_DESAFÍOS_
1. Responde estas preguntas sobre el relato de la partida de la hija:
(a) ¿Qué hacía Jose cuando llegó quien narra?
(b) ¿Qué tomó quien narra al entrar?
(c) ¿Cuántos años de historia salieron en la conversación?
2. Retoma el relato sobre la partida de la hija y continúalo a partir de su última oración.

:: PASAJE SELECCIONADO ::

Hace unos días partió mi hija. La despedida
fue corta, inusual, distinta y con sólo alguna lágrima perdida. Sin embargo, cuando
estuve a solas, lloré sin querer la sal de mi vida y la bronca de no entender
las vueltas de las horas.
Jose estaba tomando mate al sol cuando
llegué. Nos abrazamos y volví a llorar, otra vez, con esa facilidad con la que
últimamente lloro y que ya no me cuestiono.
Entramos, café y cigarrillo para mí, él
siguió con el mate. Nos sentamos e hicimos una mesa redonda de dos. Hablé. Él
me escuchó y “me escuché” yo también.
Casi no nos mirábamos, en realidad era un
monólogo dialogado en donde salieron, alborotados y despeinados, treinta años
de historia enredados entre el humo de varios cigarrillos y las miradas de
soslayo que, entre mate y mate, Jose me hacía para ver si podía hacer algo.
En algún momento levantamos la vista y
vimos que sobre la mesa y entre todo el revoltijo estaba mi “yo”, mi temido, altivo,
odiado y amado, pero desgastado, cansado y harto “yo”, erguido y sentado en el
medio del banco del carro y con las dos riendas en las manos.
Con mi hijo tratamos de desmenuzarlo e
intentamos cambiarlo por algunos verbos y sustantivos: orgullo, ego, necesidad,
responsabilidad, delegar, miedo, decisiones, tiempos, ruta, jaula, refugio y
hasta la picada de una montaña. También quisimos atenuarlo con adjetivos, pero fue
en vano, no pudimos, el señor estaba ahí y no hubo forma de ocultarlo.

:::
:: MATERIAL PROPORCIONADO ::

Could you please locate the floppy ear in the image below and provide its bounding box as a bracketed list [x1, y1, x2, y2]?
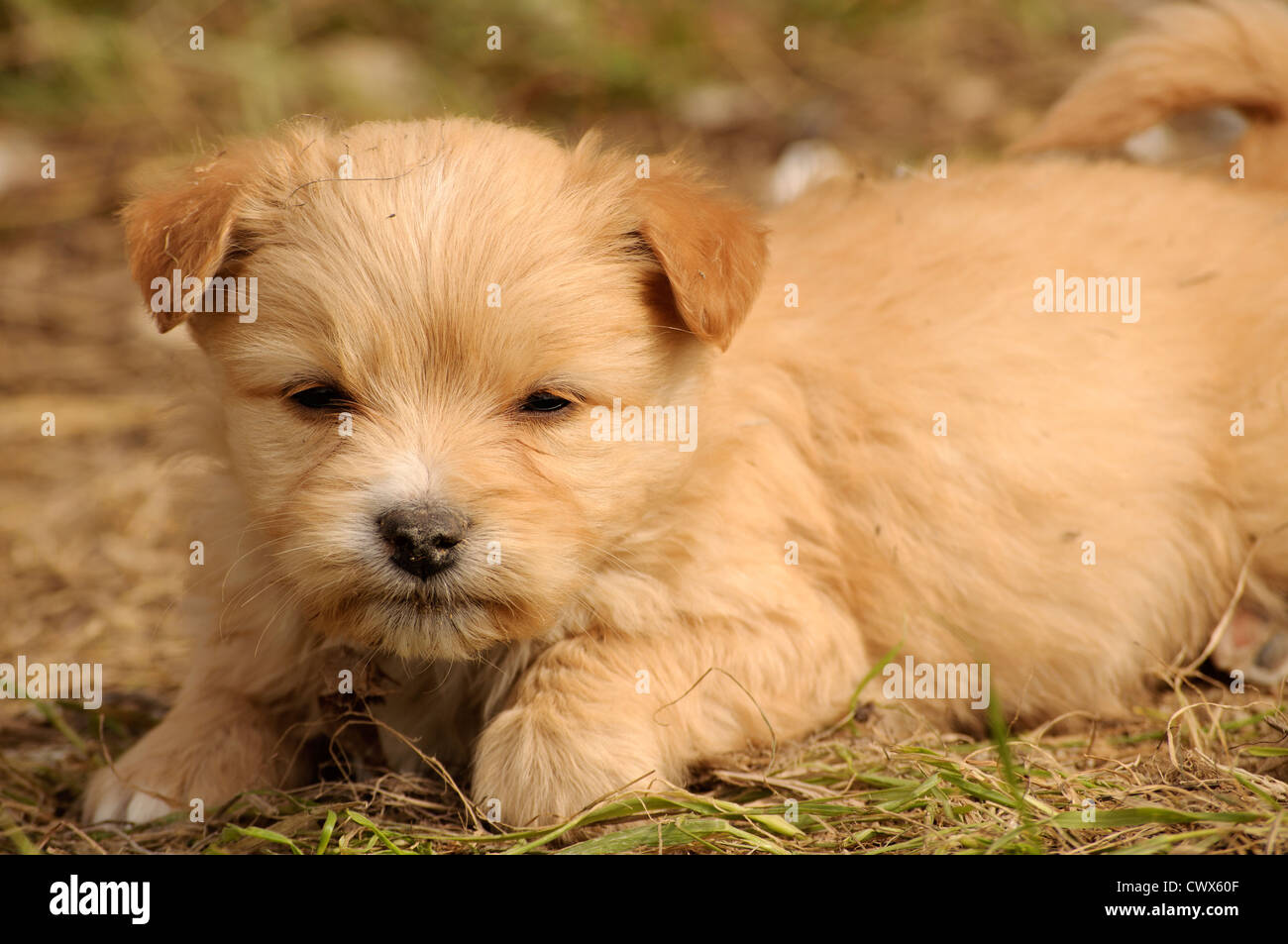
[635, 159, 767, 351]
[121, 149, 258, 332]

:::

_RESULTADOS_
1.
(a) Tomaba mate al sol.
(b) Café, acompañado de un cigarrillo.
(c) Treinta años.

2.
Cambió todo en estos últimos años, cambió
todo tanto que cualquier cosa es demasiado. No me di cuenta de que al tomar
ciertas decisiones iba a sentirme indefensa y vulnerable, perdida y a la vez
presa y con la sensación de no tener un lugar físico adonde llegar para
descansar.
Vacié mi vida y mi casa, me despojé hasta
de mi cama para no cargarla, vendí, regalé, quemé y rompí todo lo que sentí que
pesaba y me quedé desnuda, entre la niñez y la vejez, con un montón de cosas
hechas y otro tanto por hacer.
Ya no dependo de mis tiempos y sé que tengo
que ceder una de las riendas, pero no sé cómo se hace porque siempre me eché el
morral al hombro, apreté los dientes y caminé delante de todos.
Tendría que sentarme un rato y dejarle paso
a los que vienen atrás, mi cuerpo me lo pide a gritos pero siento que si paro
no me levanto más.
Mis hijos ya están grandes y aunque jamás
les negué la palabra, ésta vez sentí que muchas me fueron dichas sin reparo y
que aprendieron a defender su metro cuadrado.
Me cuesta verlos, debo ser sincera, y es
que siento que los pierdo y me da miedo. La verdad es que todo es distinto cada
día aunque yo quiera detener un rato la calesita.
Hoy me planteo un montón de cosas. Sigo al
mando pero ya algunos se han bajado, se supone que el carro va liviano pero no
consideré que al haberse vaciado, el traqueteo y los saltos iban a ser tan
notorios que me iba a doler el alma en cada promontorio. Estoy en el medio de
la nada y una espada sobre mi cabeza pende de un hilo mientras en la única mesa
que queda en la casa hay mil cosas por resolver. Sé que no faltarán momentos en
donde quiera barrer todo con el brazo y desaparecer de la faz de la tierra de
un plumazo, pero hay una voz, certera y conocida, un susurro que nace del fondo
de mis tripas que hace que detenga la manija antes de tener que lamentarlo el
resto de mi vida.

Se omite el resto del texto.